--- PASSAGE SHOWN Enclosed Below ---

Tehran has adopted a policy of responding to any attack against it attributed to Israel, such as the one last week in Syria. Meanwhile, Israel fears new demands would see Iran getting more out of Vienna nuclear talks
Iran’s claim of responsibility for this weekend’s missile launches at Irbil, the capital of Iraqi Kurdistan, revealed a bit about the war of drones, missiles and cyber that the Islamic Republic and Israel have been waging for a long time.
Some of the blows the enemies exchange are landed under the radar; others are publicized only after some time. But in practice, Israel and Iran have been clashing directly for five years now, and there has been a clear trend of escalation. One could list key incidents such as the downing of an Iranian drone that had penetrated Israeli airspace in February 2018 and Iran’s attempted cyberattack on Israel’s water system in April 2020.
In general, it’s clear the Iranians have adopted a policy of responding to any significant Israeli attack, and certainly to any attack that causes them casualties. And last week, two officers in the Iranian Revolutionary Guards were reportedly killed in an alleged Israeli air strike in Syria, not far from the Damascus airport.
But the time that elapsed between these two incidents may actually be too short. It’s possible the Iranians were responding to earlier attacks against them.

--- End of Enclosed PASSAGE SHOWN ---
--- RECORDED DATA Enclosed Below ---

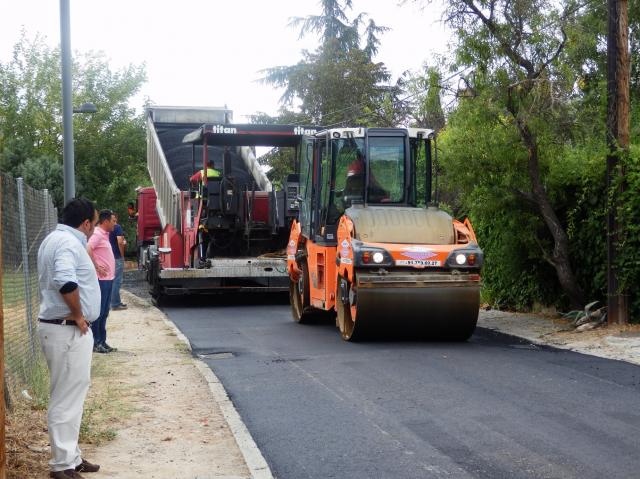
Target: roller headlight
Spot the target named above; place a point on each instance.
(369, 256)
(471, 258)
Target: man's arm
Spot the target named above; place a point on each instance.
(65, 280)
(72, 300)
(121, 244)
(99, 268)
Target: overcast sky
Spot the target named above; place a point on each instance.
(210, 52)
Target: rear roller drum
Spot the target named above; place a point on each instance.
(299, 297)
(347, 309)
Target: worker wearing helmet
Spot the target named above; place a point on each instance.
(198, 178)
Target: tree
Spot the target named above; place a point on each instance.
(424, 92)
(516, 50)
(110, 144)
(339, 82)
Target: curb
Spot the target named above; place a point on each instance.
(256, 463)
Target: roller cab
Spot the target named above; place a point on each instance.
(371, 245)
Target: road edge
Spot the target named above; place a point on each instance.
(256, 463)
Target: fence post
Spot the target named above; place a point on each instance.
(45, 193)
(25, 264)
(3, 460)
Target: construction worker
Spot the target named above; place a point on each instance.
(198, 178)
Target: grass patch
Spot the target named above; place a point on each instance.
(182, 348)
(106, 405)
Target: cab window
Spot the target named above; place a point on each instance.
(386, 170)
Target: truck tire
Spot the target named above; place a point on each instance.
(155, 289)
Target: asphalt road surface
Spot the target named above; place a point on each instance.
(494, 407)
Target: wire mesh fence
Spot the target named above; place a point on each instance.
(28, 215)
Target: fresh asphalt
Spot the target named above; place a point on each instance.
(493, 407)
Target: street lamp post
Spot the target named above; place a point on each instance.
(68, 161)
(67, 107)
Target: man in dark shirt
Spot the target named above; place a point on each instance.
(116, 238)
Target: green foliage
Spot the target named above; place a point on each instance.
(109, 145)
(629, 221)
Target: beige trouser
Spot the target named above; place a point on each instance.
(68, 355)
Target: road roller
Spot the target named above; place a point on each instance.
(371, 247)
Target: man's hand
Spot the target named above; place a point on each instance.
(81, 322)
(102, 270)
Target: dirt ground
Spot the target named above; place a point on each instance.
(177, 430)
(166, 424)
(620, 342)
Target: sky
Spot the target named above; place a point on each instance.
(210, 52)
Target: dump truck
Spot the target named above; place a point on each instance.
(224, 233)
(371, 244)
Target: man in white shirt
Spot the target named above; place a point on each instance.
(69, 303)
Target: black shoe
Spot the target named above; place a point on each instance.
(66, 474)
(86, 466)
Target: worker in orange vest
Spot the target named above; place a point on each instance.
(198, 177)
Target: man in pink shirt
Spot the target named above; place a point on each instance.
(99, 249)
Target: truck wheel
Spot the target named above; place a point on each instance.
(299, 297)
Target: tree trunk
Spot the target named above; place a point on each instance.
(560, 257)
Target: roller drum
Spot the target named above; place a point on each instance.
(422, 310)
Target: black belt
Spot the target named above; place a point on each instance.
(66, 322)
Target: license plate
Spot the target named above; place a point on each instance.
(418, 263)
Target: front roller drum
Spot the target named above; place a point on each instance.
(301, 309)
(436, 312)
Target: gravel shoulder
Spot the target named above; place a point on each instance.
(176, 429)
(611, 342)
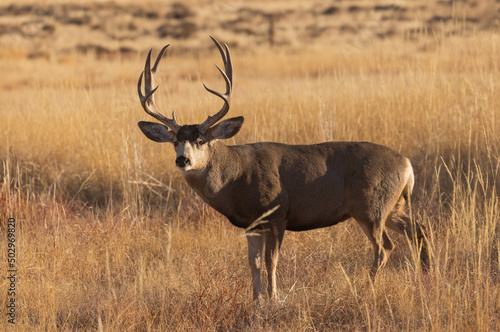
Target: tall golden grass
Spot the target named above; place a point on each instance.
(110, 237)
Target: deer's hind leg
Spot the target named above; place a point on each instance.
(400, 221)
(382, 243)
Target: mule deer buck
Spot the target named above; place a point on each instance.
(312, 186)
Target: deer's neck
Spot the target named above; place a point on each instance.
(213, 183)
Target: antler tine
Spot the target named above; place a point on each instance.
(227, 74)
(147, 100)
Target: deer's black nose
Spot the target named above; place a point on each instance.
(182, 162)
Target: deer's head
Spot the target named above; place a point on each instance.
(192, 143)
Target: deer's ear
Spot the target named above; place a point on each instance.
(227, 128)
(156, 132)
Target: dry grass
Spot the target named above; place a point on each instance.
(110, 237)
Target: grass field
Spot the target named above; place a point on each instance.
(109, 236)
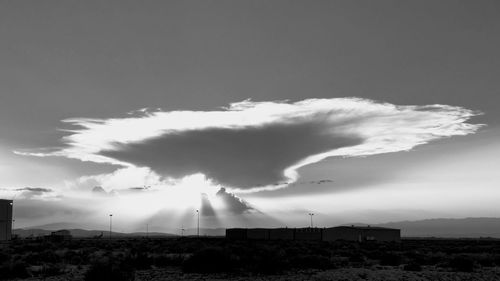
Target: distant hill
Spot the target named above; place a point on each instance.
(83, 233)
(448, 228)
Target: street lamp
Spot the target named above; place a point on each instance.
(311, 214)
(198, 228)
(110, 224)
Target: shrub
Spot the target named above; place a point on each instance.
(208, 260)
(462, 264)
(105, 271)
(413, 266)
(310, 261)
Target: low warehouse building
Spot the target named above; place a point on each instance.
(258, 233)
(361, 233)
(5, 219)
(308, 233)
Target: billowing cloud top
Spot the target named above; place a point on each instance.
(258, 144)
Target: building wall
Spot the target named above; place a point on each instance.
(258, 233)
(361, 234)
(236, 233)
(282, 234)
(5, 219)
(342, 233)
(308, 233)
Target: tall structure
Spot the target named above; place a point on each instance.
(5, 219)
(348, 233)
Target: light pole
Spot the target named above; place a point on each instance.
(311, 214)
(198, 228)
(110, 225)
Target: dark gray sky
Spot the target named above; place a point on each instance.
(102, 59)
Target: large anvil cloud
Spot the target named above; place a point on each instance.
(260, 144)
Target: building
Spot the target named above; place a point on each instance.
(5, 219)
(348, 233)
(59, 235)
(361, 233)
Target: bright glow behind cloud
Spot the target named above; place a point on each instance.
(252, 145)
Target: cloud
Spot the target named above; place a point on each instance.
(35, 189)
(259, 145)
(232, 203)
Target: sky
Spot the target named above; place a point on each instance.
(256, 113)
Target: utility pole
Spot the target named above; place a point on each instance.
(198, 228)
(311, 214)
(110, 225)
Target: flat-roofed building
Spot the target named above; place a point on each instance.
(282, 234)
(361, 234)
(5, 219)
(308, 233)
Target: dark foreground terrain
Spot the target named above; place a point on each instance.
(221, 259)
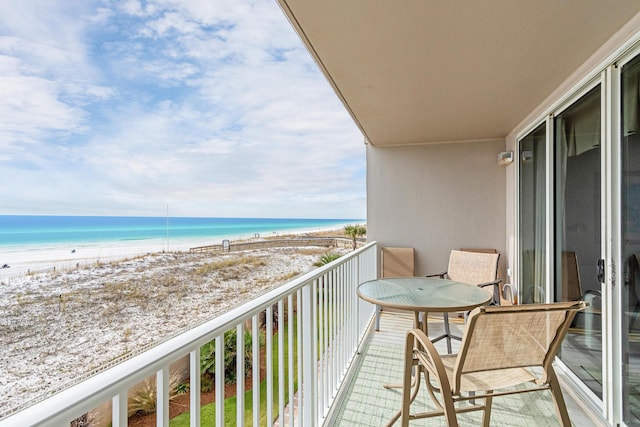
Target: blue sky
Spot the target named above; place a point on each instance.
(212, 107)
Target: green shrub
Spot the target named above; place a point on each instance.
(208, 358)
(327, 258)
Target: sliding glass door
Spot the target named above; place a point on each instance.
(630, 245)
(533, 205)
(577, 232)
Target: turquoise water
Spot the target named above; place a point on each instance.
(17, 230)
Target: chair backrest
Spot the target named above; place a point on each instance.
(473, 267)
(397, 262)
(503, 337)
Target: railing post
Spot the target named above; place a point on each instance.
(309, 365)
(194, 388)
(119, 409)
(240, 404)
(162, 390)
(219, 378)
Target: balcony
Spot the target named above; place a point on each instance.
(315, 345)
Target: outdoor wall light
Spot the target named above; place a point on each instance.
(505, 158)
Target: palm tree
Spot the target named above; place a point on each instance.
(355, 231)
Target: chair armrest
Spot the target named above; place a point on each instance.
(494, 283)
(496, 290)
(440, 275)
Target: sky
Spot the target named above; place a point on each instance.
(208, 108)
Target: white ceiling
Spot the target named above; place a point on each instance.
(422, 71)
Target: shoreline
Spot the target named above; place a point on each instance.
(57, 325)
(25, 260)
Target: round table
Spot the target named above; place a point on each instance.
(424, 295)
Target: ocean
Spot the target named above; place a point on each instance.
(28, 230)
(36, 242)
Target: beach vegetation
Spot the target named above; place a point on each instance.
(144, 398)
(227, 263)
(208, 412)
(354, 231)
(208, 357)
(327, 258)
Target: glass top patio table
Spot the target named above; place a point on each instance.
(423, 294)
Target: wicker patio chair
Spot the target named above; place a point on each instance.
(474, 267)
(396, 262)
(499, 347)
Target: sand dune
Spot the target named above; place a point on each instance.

--- End of Enclosed RECORDED DATA ---

TO DO
Output the passage about the conflict between Iran and Israel word for word, starting with the words "Some of the" and ending after the words "the Damascus airport.".

REPLY
Some of the blows the enemies exchange are landed under the radar; others are publicized only after some time. But in practice, Israel and Iran have been clashing directly for five years now, and there has been a clear trend of escalation. One could list key incidents such as the downing of an Iranian drone that had penetrated Israeli airspace in February 2018 and Iran’s attempted cyberattack on Israel’s water system in April 2020.
In general, it’s clear the Iranians have adopted a policy of responding to any significant Israeli attack, and certainly to any attack that causes them casualties. And last week, two officers in the Iranian Revolutionary Guards were reportedly killed in an alleged Israeli air strike in Syria, not far from the Damascus airport.